--- Reading text ---
════
[Python-Dev] Wordcode: new regular bytecode using 16-bit units

Wed Apr 13 12:33:34 EDT 2016

Nice work. I think that for CPython, speed is much more important than
memory use for the code. Disk space is practically free for anything
smaller than a video. :-)

On Wed, Apr 13, 2016 at 9:24 AM, Victor Stinner
<victor.stinner at gmail.com> wrote:
> Hi,
>
> In the middle of recent discussions about Python performance, it was
> discussed to change the Python bytecode. Serhiy proposed to reuse
> MicroPython short bytecode to reduce the disk space and reduce the
> memory footprint.
>
> Demur Rumed proposes a different change to use a regular bytecode
> using 16-bit units: an instruction has always one 8-bit argument, it's
> zero if the instruction doesn't have an argument:
>
>    http://bugs.python.org/issue26647
>
> According to benchmarks, it looks faster:
>
>   http://bugs.python.org/issue26647#msg263339
>
> IMHO it's a nice enhancement: it makes the code simpler. The most
> interesting change is made in Python/ceval.c:
>
> -        if (HAS_ARG(opcode))
> -            oparg = NEXTARG();
> +        oparg = NEXTARG();
>
> This code is the very hot loop evaluating Python bytecode. I expect
> that removing a conditional branch here can reduce the CPU branch
> misprediction.
════
--- Records supplied ---
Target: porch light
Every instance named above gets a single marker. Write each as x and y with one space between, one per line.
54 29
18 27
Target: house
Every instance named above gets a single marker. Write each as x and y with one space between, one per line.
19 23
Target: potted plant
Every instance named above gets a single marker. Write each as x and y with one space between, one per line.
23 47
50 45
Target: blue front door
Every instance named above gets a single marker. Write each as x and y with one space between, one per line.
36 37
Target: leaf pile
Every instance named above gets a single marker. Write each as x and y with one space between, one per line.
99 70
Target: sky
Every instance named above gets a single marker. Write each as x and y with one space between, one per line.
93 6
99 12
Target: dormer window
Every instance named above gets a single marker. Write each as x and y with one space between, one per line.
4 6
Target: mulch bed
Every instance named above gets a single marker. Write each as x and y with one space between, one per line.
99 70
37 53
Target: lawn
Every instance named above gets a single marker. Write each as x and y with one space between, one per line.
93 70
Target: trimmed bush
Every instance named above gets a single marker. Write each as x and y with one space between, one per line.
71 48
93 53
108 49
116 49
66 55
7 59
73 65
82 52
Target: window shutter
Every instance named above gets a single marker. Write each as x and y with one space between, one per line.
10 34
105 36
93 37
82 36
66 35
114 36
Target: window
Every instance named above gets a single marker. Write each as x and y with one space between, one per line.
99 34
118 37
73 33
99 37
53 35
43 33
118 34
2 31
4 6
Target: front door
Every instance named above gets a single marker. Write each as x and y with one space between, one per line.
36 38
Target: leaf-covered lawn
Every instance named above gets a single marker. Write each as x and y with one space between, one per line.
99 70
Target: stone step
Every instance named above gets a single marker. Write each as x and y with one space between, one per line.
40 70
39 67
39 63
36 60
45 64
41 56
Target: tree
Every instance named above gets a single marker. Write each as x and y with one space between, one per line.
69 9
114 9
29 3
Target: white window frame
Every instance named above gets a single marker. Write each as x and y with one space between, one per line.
════
--- Short exercise ---
Quote the whole mailing list post about wordcode, word for word. The entries are separate material and have nothing to do with the mailing list post.

--- Task solution ---
[Python-Dev] Wordcode: new regular bytecode using 16-bit units

Wed Apr 13 12:33:34 EDT 2016

Nice work. I think that for CPython, speed is much more important than
memory use for the code. Disk space is practically free for anything
smaller than a video. :-)

On Wed, Apr 13, 2016 at 9:24 AM, Victor Stinner
<victor.stinner at gmail.com> wrote:
> Hi,
>
> In the middle of recent discussions about Python performance, it was
> discussed to change the Python bytecode. Serhiy proposed to reuse
> MicroPython short bytecode to reduce the disk space and reduce the
> memory footprint.
>
> Demur Rumed proposes a different change to use a regular bytecode
> using 16-bit units: an instruction has always one 8-bit argument, it's
> zero if the instruction doesn't have an argument:
>
>    http://bugs.python.org/issue26647
>
> According to benchmarks, it looks faster:
>
>   http://bugs.python.org/issue26647#msg263339
>
> IMHO it's a nice enhancement: it makes the code simpler. The most
> interesting change is made in Python/ceval.c:
>
> -        if (HAS_ARG(opcode))
> -            oparg = NEXTARG();
> +        oparg = NEXTARG();
>
> This code is the very hot loop evaluating Python bytecode. I expect
> that removing a conditional branch here can reduce the CPU branch
> misprediction.